EXCERPT
◆ ◆ ◆ ◆

They may not have been the most technically proficient band in the country, but live, the Blues could generally hold their own. Dave Hogan describes the band's sound: "Vaughan had wider tastes, but he liked blues guitarists like Dick Taylor, Keith Richard, Eric Clapton, B.B. King – guys like that – very pro blues players. Bari was one of the best rhythm guitarists I've ever heard. He played like a drummer in his timing and sense of rhythm. He didn't play fancy leads. He'd just sit on a chord and give great guts – a big part of the sound."
Their reputation soon spread northward and the band became a hot draw in Dunedin.
Up front would be Hogan, honking away under his long hair on harp, and singing while behind him Mason and Hancock would be pounding out the raw beat. All of them dressed in their version of swinging London fashion. Their reputation soon spread northward and the band became a hot draw in Dunedin, the nearest provincial centre, where they played Sunset Strip, the Agricultural Hall, and R&B bastion, The Cellar Club.
At their peak, they could pack out the swirling psychedelic decorated basement club, playing with local fellow travellers, The Third Chapter and The PIL. One memorable YMCA concert was filmed showing Hancock smashing a redundant semi-acoustic bass, Who-style, in a blistering finale to a hot show. They were not asked back.
Further up the island they played the Downtown club in Timaru, and Sweethearts in Christchurch. Hogan, long a fan of Chants R&B and the city's Stage Door club in Hereford Lane, had been travelling up to Christchurch to see the band up until their late 1966 departure for Melbourne, forming a link that would see the “long hair” fans of both bands making regular visits to each other's city.

◆ ◆ ◆ ◆

INFORMATION SHOWN
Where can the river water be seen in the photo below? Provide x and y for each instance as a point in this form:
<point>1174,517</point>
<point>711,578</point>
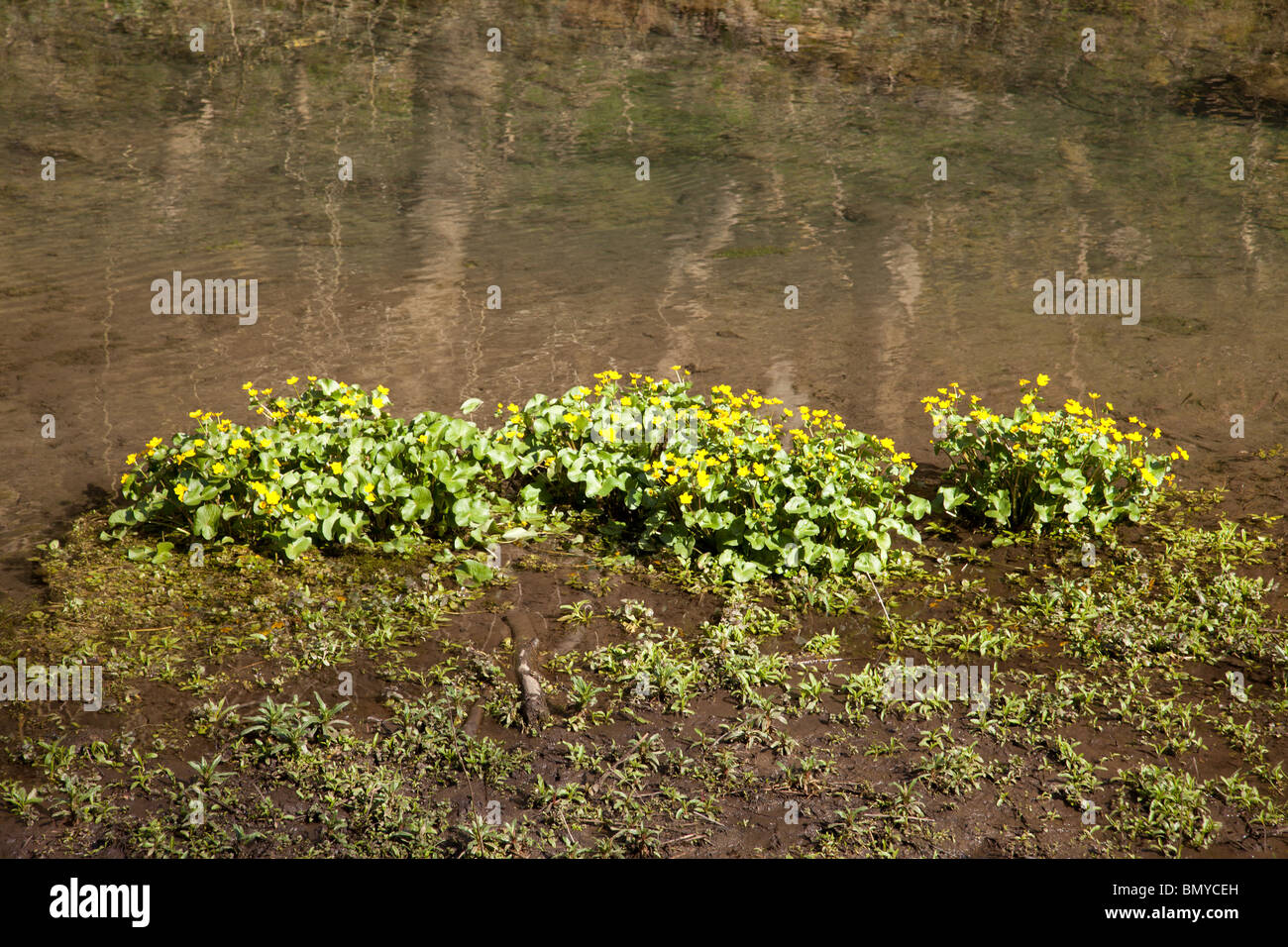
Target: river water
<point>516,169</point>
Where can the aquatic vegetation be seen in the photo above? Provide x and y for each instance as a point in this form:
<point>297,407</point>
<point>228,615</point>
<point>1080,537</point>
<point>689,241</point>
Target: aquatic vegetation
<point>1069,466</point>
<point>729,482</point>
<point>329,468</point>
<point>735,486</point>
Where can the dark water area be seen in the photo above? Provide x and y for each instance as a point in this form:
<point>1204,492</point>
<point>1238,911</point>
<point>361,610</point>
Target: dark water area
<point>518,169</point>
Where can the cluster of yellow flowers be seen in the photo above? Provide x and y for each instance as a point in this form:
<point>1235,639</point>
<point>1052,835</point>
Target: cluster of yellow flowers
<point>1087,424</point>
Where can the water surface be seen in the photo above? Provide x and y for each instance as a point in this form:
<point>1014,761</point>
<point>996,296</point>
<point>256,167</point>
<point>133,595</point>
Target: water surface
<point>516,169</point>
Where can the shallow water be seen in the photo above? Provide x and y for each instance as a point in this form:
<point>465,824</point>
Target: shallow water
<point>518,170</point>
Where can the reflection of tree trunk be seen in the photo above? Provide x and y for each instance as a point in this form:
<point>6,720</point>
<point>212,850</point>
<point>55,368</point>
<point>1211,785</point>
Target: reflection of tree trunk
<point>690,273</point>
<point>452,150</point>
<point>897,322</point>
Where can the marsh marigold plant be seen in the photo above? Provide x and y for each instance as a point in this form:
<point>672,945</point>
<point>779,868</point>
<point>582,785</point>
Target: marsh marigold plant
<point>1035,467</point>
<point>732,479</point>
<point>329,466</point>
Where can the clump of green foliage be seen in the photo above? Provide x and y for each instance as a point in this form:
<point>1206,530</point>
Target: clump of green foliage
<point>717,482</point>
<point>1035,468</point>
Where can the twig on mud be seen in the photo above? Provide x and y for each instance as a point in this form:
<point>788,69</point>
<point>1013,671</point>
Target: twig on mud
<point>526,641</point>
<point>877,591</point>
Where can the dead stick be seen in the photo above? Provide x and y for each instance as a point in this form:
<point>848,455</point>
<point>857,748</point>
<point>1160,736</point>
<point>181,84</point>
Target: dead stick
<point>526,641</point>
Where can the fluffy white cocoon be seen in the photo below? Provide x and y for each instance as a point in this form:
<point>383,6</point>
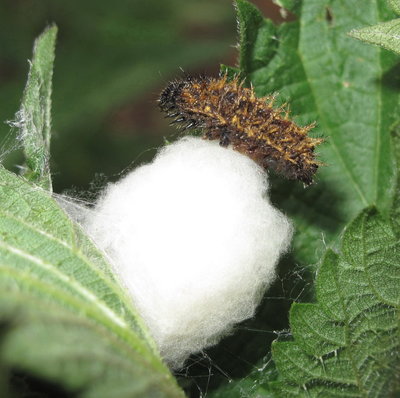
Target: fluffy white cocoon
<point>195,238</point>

◆ ◆ ◆ ◆

YOUR INSTRUCTIONS
In the passage about the Blues, which club did the band play in Timaru? The rows are separate material and are not related to the passage.

SOLUTION
The Downtown club.